Answer these questions from the forum thread about the Dorico demo below:
(a) About how many engravers, arrangers, and composers attended the demo in Nashville?
(b) In which month does the first poster plan to download the free trial?
(c) According to the explanation of metatools, which key applies staccato dots in Finale's default file?

→ **EXCERPT TO READ**
┄┄┄┄┄┄┄┄┄┄
# Attended Daniel Spreadbury's Dorico Demo last night...



## Luke W (Nov 18, 2016)

Daniel stopped in Nashville and presented a 2-hour demo of Dorico for a group of about 20 engravers, arrangers, composers. I'm an engraver with 25 years in Finale, more interested in professional engraving application than composition or playback. I haven't purchased Dorico but here are a few thoughts from last night...

1) Daniel said repeat endings, chords, and other important features will probably not be included until the end of next summer (2017). IMO, it sounds like it would be at least a year before Dorico is even a consideration for professional engraving work (at least the kind I do.)

2) Importing XML from Finale or Sibelius works pretty well - exporting XML from Dorico to other notation programs is not great - but they're working on it. This is a crucial obstacle for me, as I would probably use Dorico to start projects, then export to Finale to add chords, repeats. This exporting process would be the only way I could start learning Dorico while still producing publisher-ready scores.

3) No metatools in Dorico yet. Daniel said they've heard the concern from Finale users and are looking at the possibility. Again, this would be a necessary addition before I could switch.

4) Midi playback looks promising, especially with the incorporation of expression maps. You can tweak midi data (overlap notes for legato, etc.) and it doesn't mess up the notated score. Daniel admitted they hadn't fully integrated the power of Cubase, but it's a start. Playback with Halcyon instruments was...underwhelming. I'm interested to try playback with VSL libraries.

All in all, I left more interested in Dorico than before. I'm impressed by the engraving engine they've built - could be game-changing if they add the necessary features. I'll download the free trial in December, play around and make a decision before the crossgrade offer ends in the spring. But if they lose steam on fleshing it out to a full-featured program, it will be a painful missed opportunity.


----------



## shnootre (Nov 18, 2016)

Grateful for this report. This Dorico rollout is incredibly strange. Spreadbury seems like a decent guy, and seems committed. But it is baffling to me that they released the program and charged full price for it when it was more than a year away from being ready for professional use. I too will try the free trial, but I have a very bad taste in my mouth from everything I've read about Dorico. I was so excited when it was released, and now I feel like they're asking for a tremendous leap of faith. What use is a program to me if I have to jump out into ANOTHER program to add chord symbols? (just an example, I generally don't use chord symbols).


----------



## jamwerks (Nov 19, 2016)

Thanks for the info. What do you mean by metatools?


----------



## fratveno (Nov 19, 2016)

Metatools in Finale means that you can program all the alpha-numeric keys on the keyboard to hold any articulation or expression etc. In the default file many are preprogrammed, e.g. hold down the s key and click on or drag around several notes to apply staccato dots, but you can program this any way you like very easily.
┄┄┄┄┄┄┄┄┄┄
→ **COLLECTED MATERIAL**
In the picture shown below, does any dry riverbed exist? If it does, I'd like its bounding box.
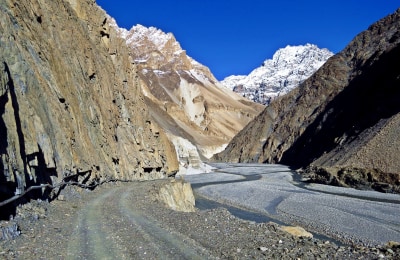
┄┄┄┄┄┄┄┄┄┄
→ **THE COMPLETED TASK**
(a) About 20.
(b) December.
(c) The s key.